---- Document
Est-ce que l’on peut dire que vous êtes un philosophe en lutte contre le capitalisme autodestructeur, contre la calculabilité généralisée, contre la misère symbolique. Vous êtes un philosophe engagé dans la cité pour un autre modèle de société ?
Je suis un philosophe. Je pense que les philosophes sont toujours en lutte d’une manière ou d’une autre contre un état de fait face auquel il voudrait faire valoir un état de droit, un état de droit qui est requis face à une situation qui devient insupportable.
Oui, je suis en lutte contre ce que j’appelle l’incurie, contre ce que j’appelle le populisme industriel, le capitalisme pulsionnel.
Après, mon rapport au capitalisme est complexe : je ne crois pas comme certains, que le capitalisme est mort. Je pense qu’il est effectivement devenu autodestructeur et qu’il ne faut pas le laisser développer cette tendance autodestructrice parce que c’est nous qui sommes détruits par cette autodestruction et pas seulement le capitalisme lui-même.
Mais je ne crois pas qu’il y ait aujourd’hui une alternative non capitaliste réellement accessible dans les dix prochaines années qui viennent. Ce que je crois, c’est que la grande question d’aujourd’hui est la mutation industrielle.
Vous écrivez : « on entre au fond dans la deuxièle phase de prolétarisation, les ouvriers perdent le savoir-faire et les consommateurs perdent leur savoir-vivre ». Ce sont les conséquences existentielles de cette phénoménale et gigantesque mutation industrielle que nous vivons ?
J’y ajouterais même que les concepteurs y perdent leur savoir-penser et concevoir. Je me suis beaucoup penché ces dernières années sur le cas d’Alan Greenspan et son système de défense lorsque la Chambre des Représentants à Washington lui a demandé d’expliquer comment il avait pu laisser les subprimes, Lehman Brothers et Bernard Madoff devenir finalement la réalité effective du système financier américain ? Il a répondu qu’il n’y comprenait rien. C’est, pour reprendre le vocabulaire de l’économiste indien Amartya Sen, un processus d’incapacitation, la perte de capacitation c’est-à-dire de la capacité intellectuelle à comprendre et donc une impuissance à faire.
--------
Prolongez l'entretien sur le capitalisme et la prolétarisation au-delà de sa dernière réplique. La liste n'a aucun rôle à jouer ici.
---- Segment de données
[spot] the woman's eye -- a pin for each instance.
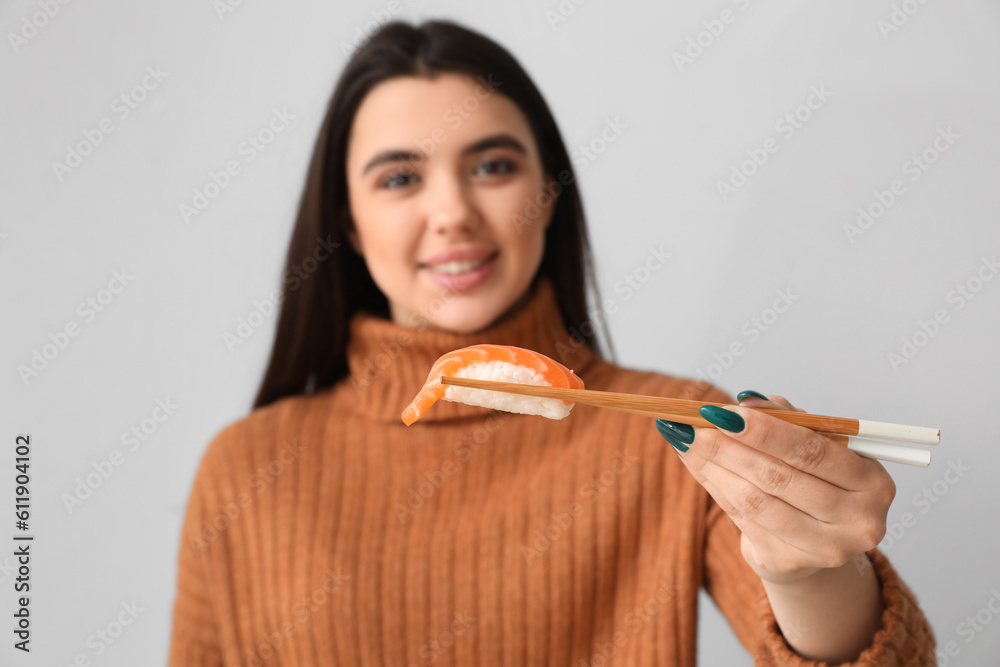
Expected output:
(496, 167)
(395, 180)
--------
▶ _Réponse_:
Nous sommes face à une prolétarisation du savoir ?
Au 21e siècle, cette prolétarisation se produit avec l’automatisation numérique où de plus en plus, ce sont des robots qui prennent les décisions. Paul Virilio a soulevé très intelligemment cette question dans son plus grand livre « Vitesse et politique » lorsqu’il disait que si on voulait bien interpréter la négociation qui a eu lieu entre Brejnev et Nixon en 1972 sur le désarmement nucléaire, il fallait comprendre qu’ils avaient parfaitement conscience du fait que le système était devenu totalement automatique : la guerre ne sera décidée ni par l’Union soviétique ni par les Etats-Unis mais par un robot. Le système est arrivé avec des performances de vitesse tellement grandes que les militaires ne peuvent plus prendre des décisions et encore moins les chefs d’Etat.
Ce sont les robots qui prennent les décisions aujourd’hui dans le système financier !
Vous voulez dire de vente, d’achat d’actions, de titres… ?
Pas seulement, de plus en plus de choses. Si par exemple, vous êtes un taximan et que vous avez la dangereuse habitude de vous soumettre à votre GPS désormais articulé sur un système de temps réel, en fait, vous êtes téléguidés par un système. Et personne ne commande ce système. C’est purement une sommation de systèmes d’observation, de capteurs… c’est extrêmement dangereux.
Tout cela c’est un processus qui actuellement produit ce que j’appelle une incapacitation généralisée où il n’y a plus de décisions humaines. Les êtres humains ne prennent plus de décisions. C’est une espèce de mécanisme aveugle qui se déroule et qui est soumis à simplement une règle : l’augmentation des produits spéculatifs. C’est l’exclusif critère de décisions qui est confié à ces machines.
Internet rend-il bête ?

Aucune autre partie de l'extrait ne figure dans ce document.